### Given text
= Yunnan Institute of Development =

The Yunnan Institute of Development (YID, 云南发展培训学院), based in Yunnan Province's Yuxi Prefecture, is a Sino-Danish non-governmental organization, non-formal adult education institute established in 2001 in partnership with Yuxi Teacher College. The institution provides an 11-month volunteer training program that trains students as Development Instructors for work in China, India, Africa, and other locations worldwide [1].

Students of the program work with many transnational non-governmental organizations after completion of the training program by providing rural development activities. Through outreach in local rural communities, these Development Instructors serve the needs of each community teaching a variety of programs. Programs have included offering seminars on nutrition, hygiene, health, sanitation safety, and HIV/AIDS prevention. Development Instructors support local schools and teachers with their activities in children's clubs, primary-school and middle-school support, curriculum development, teacher training, and early childhood development. Additional activities also include running microcredit projects and income generating activities in the whole province. Instruction takes place in both English and Mandarin.

==Work==
It aims to promote social development in China, Africa and India.
Activities include educating people about health, hygiene and HIV, building schools and helping poor farmers with bio-gas and microfinance.

### Dataset excerpt
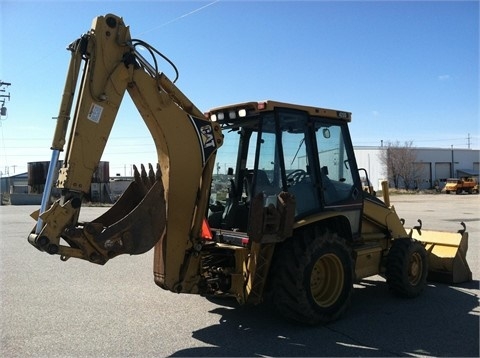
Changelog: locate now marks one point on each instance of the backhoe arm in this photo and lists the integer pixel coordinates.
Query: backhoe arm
(163, 207)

### What to work on
1. Reproduce the part of the Yunnan Institute of Development text from "Students of the" up to and including "Africa and India.".
2. According to the Yunnan Institute of Development text, which languages are used for instruction?

### Task-by-task answers
1.
Students of the program work with many transnational non-governmental organizations after completion of the training program by providing rural development activities. Through outreach in local rural communities, these Development Instructors serve the needs of each community teaching a variety of programs. Programs have included offering seminars on nutrition, hygiene, health, sanitation safety, and HIV/AIDS prevention. Development Instructors support local schools and teachers with their activities in children's clubs, primary-school and middle-school support, curriculum development, teacher training, and early childhood development. Additional activities also include running microcredit projects and income generating activities in the whole province. Instruction takes place in both English and Mandarin.

==Work==
It aims to promote social development in China, Africa and India.

2. English and Mandarin.